*GIVEN INSTRUCTION*. Arrange the listing from its first line up to and including the line with "x=200 y=249" as a JSON list of strings, one string per line, with blank lines left out.

*SUPPLIED MATERIAL*.
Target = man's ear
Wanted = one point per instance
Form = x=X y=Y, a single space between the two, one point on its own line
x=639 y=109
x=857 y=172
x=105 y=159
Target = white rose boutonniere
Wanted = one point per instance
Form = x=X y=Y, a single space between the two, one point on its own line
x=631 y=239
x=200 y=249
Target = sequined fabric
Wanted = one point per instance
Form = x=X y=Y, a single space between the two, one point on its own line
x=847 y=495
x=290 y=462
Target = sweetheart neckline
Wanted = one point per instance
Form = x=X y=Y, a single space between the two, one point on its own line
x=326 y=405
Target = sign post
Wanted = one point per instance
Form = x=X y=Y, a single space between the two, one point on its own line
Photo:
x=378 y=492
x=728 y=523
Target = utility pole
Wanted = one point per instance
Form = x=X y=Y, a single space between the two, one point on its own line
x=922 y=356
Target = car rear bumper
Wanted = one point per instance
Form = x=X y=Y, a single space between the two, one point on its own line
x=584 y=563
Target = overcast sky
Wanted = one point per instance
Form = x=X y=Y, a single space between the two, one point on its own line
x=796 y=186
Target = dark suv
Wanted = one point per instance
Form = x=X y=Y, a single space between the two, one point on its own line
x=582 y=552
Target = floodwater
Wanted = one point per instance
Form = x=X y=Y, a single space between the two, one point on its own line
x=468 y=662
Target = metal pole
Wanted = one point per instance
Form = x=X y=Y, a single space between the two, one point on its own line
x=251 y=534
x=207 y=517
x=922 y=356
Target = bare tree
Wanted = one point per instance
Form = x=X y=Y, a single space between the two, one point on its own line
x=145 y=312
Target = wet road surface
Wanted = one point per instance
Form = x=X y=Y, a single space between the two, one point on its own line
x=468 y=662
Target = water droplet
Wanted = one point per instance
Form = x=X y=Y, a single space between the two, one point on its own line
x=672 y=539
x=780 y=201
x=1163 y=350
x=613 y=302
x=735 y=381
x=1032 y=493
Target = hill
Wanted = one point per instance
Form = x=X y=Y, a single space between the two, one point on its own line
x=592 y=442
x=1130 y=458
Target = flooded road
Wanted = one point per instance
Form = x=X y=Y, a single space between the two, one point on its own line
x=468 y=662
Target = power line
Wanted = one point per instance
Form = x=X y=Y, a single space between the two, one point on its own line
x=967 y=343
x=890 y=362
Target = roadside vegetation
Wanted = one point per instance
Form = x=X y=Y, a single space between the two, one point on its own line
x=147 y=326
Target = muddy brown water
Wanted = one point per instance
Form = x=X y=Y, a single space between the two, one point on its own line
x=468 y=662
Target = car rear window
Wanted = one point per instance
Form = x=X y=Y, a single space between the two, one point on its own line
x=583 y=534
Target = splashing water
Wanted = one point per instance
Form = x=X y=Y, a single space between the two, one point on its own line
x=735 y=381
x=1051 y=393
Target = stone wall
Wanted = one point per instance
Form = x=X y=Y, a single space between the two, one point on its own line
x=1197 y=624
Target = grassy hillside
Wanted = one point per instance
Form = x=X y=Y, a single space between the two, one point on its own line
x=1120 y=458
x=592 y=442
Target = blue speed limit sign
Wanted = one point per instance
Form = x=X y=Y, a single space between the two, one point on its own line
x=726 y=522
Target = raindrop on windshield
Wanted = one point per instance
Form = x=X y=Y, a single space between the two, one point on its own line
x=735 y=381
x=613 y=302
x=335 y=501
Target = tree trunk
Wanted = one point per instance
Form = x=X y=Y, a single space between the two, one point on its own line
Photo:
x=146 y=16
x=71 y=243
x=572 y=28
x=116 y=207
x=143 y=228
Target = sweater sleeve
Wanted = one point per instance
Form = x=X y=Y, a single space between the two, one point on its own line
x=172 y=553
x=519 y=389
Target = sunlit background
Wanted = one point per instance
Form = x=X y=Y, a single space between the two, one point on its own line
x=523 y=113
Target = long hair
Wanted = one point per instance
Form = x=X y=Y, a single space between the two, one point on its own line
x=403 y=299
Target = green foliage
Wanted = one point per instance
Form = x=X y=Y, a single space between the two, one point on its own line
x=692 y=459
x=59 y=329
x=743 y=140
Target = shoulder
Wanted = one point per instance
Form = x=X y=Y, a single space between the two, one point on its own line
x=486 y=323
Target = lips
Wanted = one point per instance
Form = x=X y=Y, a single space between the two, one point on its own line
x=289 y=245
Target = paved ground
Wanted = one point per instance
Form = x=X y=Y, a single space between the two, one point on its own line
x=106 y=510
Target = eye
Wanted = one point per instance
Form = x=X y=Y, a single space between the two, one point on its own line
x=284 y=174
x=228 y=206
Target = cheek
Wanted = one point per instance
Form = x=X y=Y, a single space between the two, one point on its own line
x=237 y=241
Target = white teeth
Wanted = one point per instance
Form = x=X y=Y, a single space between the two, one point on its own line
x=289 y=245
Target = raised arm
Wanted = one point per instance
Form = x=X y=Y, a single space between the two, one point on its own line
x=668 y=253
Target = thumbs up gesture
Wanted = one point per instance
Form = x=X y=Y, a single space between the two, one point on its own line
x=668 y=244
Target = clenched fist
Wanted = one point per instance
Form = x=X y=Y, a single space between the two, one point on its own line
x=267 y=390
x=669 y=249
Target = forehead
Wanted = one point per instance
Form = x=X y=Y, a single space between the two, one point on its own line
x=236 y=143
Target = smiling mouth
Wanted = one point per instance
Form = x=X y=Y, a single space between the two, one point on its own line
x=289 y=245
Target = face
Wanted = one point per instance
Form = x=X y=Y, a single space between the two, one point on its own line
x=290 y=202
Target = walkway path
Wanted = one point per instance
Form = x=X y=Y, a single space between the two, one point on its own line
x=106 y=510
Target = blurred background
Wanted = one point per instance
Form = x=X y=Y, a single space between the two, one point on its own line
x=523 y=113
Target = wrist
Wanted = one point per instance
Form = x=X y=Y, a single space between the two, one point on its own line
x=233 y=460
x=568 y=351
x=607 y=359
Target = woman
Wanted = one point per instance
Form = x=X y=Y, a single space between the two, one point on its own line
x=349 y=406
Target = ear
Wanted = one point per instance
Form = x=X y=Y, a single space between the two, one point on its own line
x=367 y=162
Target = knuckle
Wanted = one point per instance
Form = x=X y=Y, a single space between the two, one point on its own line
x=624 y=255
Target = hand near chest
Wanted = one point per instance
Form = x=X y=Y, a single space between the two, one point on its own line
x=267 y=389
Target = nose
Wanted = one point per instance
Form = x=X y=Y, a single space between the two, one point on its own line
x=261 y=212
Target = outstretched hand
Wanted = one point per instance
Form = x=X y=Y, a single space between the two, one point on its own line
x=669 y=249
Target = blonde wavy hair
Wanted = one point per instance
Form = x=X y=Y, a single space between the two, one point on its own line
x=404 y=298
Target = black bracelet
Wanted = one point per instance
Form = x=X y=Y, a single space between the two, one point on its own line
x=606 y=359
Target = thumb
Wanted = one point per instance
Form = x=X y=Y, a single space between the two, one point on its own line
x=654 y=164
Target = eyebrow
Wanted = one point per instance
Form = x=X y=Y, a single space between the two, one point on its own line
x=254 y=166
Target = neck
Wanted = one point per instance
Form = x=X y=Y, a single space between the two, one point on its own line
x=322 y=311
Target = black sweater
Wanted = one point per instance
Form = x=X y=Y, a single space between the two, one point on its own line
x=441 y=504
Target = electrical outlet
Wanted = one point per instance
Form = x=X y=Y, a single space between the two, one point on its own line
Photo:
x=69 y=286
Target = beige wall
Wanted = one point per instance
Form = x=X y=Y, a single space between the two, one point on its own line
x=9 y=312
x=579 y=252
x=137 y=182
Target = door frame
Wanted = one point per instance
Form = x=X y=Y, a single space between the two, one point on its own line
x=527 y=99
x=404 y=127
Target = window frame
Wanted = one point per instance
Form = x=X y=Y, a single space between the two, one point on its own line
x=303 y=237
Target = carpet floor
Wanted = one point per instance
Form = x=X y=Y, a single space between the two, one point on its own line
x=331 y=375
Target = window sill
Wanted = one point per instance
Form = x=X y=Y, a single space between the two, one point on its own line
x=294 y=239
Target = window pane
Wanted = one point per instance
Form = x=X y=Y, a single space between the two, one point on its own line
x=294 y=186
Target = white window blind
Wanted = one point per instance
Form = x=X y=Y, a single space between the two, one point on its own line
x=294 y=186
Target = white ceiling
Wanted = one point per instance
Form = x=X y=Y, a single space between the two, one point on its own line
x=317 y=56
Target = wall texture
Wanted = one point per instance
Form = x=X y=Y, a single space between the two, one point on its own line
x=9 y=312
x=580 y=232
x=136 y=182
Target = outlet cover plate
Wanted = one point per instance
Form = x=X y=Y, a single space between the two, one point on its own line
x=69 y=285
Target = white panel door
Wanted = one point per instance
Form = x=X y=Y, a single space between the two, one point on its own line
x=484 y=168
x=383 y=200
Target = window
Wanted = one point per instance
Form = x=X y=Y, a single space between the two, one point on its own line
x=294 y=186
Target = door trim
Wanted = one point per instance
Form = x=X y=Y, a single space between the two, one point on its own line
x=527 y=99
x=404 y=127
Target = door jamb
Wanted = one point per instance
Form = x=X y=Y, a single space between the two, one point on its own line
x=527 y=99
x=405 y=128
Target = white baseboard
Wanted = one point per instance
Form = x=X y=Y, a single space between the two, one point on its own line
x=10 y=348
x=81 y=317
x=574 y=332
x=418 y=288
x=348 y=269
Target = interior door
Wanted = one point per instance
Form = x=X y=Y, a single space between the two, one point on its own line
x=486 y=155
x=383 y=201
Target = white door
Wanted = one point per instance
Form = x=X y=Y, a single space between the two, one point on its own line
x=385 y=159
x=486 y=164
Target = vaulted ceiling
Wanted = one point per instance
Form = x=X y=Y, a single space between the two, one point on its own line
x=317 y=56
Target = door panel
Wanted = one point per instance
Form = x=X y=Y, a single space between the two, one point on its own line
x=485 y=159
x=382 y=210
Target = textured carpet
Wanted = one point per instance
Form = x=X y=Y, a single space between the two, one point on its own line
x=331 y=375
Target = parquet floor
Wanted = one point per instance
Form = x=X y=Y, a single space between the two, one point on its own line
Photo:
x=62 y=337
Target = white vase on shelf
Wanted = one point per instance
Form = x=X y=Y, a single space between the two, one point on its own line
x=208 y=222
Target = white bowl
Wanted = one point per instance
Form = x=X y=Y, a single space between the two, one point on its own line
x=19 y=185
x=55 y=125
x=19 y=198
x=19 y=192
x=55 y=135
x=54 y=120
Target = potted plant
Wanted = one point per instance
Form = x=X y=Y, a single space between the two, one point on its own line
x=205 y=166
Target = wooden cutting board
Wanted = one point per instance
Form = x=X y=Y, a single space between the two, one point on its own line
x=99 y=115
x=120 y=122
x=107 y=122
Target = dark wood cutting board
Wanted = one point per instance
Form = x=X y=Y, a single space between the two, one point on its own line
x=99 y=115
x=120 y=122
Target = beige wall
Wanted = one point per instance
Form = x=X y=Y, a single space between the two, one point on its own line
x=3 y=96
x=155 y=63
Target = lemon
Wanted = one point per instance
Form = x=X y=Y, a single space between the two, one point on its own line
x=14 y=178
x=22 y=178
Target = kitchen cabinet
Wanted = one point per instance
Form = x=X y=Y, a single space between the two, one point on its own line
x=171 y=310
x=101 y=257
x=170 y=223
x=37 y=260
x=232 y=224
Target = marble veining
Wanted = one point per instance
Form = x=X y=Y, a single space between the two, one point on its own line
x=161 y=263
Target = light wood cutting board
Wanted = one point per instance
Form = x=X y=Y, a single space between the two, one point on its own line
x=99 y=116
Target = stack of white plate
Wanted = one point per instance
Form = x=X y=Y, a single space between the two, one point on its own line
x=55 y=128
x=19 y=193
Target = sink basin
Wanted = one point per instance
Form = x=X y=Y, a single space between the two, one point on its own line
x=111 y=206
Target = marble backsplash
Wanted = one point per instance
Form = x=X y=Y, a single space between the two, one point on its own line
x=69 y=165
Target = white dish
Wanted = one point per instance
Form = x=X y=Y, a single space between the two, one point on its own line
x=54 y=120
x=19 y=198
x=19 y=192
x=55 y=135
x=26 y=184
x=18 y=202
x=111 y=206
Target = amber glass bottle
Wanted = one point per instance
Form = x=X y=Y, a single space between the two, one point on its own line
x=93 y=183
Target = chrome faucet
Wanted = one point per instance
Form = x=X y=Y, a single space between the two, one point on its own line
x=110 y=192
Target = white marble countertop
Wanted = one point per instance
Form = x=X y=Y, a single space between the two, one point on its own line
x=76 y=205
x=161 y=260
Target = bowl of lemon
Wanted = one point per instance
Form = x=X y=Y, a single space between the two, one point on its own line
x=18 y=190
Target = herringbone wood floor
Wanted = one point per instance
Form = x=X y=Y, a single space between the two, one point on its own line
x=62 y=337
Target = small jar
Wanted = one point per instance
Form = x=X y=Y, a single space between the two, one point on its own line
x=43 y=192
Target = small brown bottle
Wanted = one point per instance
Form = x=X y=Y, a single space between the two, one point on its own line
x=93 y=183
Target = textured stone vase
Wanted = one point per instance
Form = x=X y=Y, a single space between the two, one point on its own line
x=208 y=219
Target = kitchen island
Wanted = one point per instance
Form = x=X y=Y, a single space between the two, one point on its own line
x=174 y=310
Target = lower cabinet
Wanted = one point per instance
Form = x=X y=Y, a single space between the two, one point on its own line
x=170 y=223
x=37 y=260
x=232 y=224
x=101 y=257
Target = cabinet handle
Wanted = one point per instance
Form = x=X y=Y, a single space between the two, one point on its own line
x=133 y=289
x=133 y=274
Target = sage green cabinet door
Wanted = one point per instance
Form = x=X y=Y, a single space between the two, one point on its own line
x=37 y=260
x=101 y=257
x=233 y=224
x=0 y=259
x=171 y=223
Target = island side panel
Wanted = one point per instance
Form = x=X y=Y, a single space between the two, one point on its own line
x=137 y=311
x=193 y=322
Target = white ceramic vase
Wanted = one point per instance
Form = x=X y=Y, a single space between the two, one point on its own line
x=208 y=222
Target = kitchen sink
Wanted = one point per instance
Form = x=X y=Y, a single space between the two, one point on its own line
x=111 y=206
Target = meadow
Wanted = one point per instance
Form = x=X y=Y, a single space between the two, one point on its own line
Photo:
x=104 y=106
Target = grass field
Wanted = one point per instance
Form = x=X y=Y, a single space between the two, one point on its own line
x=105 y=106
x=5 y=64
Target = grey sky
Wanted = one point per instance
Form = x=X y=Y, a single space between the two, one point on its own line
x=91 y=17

*WRITTEN RESPONSE*.
[
  "Target = man's ear",
  "Wanted = one point per instance",
  "Form = x=X y=Y, a single space between the two, one point on its own line",
  "x=639 y=109",
  "x=857 y=172",
  "x=105 y=159",
  "Target = white rose boutonniere",
  "Wanted = one point per instance",
  "Form = x=X y=Y, a single space between the two, one point on its own line",
  "x=631 y=239",
  "x=200 y=249"
]